Show each line of the records below that contains the word "wagon", copying every such line in full. Case counts, so a line matches only if the letters are in the same case.
BEGIN GIVEN ENTRIES
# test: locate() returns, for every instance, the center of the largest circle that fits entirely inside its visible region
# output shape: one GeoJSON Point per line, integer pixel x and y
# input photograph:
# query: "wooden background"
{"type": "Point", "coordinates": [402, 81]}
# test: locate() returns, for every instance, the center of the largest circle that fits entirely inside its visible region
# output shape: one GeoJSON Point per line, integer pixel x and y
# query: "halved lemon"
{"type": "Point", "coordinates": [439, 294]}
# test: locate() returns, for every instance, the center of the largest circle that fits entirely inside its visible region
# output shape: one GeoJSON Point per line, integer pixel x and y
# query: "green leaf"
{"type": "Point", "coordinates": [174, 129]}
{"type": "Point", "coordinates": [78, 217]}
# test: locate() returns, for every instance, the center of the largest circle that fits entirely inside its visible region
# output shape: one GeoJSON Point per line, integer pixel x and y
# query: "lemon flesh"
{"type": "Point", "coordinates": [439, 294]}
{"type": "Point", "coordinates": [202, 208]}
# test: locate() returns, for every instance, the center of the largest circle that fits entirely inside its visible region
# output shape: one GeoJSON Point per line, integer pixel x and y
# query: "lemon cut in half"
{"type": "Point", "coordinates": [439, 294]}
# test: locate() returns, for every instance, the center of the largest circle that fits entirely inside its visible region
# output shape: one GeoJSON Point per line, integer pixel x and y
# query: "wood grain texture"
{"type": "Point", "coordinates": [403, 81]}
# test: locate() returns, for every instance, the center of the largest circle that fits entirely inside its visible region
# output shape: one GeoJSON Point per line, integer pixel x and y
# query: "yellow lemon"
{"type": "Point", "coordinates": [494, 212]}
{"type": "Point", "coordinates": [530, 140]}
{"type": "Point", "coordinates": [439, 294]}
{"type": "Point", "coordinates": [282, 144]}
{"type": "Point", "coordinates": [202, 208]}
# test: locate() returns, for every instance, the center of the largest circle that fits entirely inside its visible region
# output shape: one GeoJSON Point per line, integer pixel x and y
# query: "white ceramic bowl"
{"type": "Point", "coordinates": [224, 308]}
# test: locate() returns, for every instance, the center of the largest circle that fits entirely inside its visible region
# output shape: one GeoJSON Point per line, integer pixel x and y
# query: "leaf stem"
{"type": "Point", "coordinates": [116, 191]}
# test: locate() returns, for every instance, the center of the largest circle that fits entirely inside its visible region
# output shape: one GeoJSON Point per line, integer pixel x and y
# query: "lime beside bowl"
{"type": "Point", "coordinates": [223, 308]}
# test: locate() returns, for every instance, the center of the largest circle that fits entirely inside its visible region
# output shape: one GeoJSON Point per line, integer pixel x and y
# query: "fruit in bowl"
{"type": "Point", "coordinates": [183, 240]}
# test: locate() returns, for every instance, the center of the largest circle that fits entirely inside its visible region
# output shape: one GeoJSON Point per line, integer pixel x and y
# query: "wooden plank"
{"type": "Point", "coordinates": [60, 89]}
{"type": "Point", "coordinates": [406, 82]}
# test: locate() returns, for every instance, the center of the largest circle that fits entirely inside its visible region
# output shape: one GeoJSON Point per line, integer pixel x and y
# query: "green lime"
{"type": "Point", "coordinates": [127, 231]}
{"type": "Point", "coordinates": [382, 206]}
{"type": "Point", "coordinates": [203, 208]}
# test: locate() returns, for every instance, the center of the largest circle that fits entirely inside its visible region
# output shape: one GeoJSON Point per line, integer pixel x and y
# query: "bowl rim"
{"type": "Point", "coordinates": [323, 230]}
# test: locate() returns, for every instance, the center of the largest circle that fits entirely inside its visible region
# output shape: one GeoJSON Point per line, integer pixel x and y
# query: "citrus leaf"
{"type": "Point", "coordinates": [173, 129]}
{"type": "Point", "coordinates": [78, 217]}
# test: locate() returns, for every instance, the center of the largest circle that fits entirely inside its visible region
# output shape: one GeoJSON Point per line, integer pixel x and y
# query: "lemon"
END GIVEN ENTRIES
BEGIN GIVEN ENTRIES
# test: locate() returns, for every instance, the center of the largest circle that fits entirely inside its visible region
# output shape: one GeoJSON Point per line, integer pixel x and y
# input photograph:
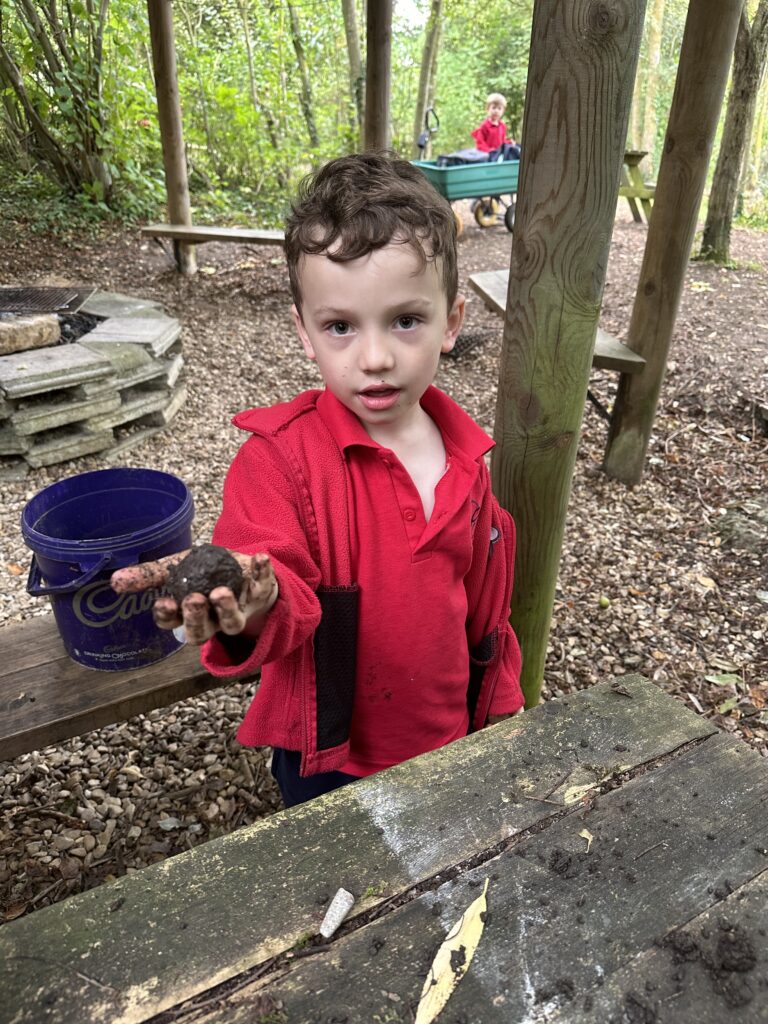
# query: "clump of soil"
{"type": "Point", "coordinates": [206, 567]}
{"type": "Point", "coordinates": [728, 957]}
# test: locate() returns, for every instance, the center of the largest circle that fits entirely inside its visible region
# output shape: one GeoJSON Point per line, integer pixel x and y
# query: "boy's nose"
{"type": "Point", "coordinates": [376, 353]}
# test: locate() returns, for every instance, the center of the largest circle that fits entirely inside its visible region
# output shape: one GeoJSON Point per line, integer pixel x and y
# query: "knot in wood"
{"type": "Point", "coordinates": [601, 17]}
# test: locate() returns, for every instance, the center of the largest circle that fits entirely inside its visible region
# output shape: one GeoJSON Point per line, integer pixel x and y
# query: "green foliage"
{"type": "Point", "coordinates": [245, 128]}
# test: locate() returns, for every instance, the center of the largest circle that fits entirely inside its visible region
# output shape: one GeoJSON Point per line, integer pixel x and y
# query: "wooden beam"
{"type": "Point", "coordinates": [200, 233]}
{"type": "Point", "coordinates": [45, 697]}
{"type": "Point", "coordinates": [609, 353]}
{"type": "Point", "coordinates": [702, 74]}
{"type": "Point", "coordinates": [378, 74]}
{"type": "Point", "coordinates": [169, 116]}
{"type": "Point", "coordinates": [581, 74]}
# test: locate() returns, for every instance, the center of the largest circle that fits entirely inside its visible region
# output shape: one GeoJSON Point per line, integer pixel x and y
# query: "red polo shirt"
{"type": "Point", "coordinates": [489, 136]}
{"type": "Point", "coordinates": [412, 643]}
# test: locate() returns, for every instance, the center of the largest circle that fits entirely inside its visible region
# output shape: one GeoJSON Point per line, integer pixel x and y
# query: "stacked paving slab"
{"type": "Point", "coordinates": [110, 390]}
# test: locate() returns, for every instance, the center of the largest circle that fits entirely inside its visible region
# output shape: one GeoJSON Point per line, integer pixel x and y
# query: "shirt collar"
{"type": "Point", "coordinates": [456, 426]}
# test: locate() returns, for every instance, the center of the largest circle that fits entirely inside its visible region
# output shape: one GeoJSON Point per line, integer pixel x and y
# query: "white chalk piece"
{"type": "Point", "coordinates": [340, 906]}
END GIVEN ENTRIES
BEGIN GIVEN ENTRIES
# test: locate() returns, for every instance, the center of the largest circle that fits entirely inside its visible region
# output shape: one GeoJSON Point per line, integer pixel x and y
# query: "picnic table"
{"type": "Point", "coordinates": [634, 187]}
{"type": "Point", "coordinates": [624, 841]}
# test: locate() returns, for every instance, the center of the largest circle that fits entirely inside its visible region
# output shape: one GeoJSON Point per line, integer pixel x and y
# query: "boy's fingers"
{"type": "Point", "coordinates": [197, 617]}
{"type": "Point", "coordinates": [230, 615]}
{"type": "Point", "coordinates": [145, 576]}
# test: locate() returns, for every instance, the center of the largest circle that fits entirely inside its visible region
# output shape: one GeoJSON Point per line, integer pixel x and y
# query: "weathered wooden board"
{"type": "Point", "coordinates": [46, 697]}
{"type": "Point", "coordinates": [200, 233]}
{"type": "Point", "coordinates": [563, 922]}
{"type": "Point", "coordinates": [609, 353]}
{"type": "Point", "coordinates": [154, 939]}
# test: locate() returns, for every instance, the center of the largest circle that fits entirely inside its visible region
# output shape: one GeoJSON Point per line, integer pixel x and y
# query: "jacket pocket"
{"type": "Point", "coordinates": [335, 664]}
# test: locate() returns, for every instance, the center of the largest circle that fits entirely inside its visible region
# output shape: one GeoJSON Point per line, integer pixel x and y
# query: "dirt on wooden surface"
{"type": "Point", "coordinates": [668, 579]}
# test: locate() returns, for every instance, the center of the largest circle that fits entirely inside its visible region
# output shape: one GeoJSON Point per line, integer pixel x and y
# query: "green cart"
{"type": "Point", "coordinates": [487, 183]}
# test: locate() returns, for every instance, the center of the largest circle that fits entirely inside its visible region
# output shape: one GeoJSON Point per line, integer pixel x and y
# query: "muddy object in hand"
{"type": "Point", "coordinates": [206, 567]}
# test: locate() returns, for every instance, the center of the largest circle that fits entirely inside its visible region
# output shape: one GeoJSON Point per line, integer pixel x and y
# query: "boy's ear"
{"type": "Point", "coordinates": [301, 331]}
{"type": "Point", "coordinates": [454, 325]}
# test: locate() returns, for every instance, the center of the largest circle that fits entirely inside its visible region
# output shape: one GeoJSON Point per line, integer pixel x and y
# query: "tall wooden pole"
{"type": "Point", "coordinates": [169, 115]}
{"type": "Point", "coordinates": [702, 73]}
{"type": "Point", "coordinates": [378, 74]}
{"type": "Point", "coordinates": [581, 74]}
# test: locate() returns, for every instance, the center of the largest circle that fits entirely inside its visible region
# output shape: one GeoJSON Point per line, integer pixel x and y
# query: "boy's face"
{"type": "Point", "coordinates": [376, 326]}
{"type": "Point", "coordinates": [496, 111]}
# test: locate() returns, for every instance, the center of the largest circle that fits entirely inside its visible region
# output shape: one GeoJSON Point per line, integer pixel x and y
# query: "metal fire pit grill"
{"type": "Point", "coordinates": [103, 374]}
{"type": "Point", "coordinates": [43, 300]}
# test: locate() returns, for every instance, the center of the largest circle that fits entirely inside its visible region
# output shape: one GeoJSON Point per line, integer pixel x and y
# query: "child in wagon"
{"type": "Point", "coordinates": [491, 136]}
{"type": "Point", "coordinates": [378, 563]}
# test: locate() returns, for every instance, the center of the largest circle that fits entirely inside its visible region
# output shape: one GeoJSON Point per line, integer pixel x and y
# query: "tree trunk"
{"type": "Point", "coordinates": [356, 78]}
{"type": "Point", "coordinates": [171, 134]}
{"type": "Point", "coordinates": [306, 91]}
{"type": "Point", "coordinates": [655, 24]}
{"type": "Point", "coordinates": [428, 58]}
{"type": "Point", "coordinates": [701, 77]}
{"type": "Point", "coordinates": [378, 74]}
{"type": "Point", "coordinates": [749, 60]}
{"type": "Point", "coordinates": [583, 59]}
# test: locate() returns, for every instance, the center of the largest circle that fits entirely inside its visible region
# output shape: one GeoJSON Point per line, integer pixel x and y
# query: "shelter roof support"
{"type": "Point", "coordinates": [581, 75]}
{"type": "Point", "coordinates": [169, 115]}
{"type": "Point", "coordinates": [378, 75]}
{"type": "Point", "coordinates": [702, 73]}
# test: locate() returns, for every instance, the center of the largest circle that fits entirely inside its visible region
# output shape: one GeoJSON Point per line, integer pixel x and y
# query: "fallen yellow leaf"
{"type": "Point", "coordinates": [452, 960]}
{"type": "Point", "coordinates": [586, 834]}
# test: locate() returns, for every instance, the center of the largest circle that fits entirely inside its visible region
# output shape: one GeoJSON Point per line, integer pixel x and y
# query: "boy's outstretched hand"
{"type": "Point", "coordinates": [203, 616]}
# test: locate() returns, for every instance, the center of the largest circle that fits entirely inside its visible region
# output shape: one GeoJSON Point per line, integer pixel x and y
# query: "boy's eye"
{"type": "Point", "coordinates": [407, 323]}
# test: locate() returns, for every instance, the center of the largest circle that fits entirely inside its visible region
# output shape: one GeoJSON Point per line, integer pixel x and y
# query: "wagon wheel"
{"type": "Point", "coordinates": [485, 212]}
END GIVEN ENTRIES
- [SOLUTION]:
# query: "child in wagon"
# query: "wagon wheel"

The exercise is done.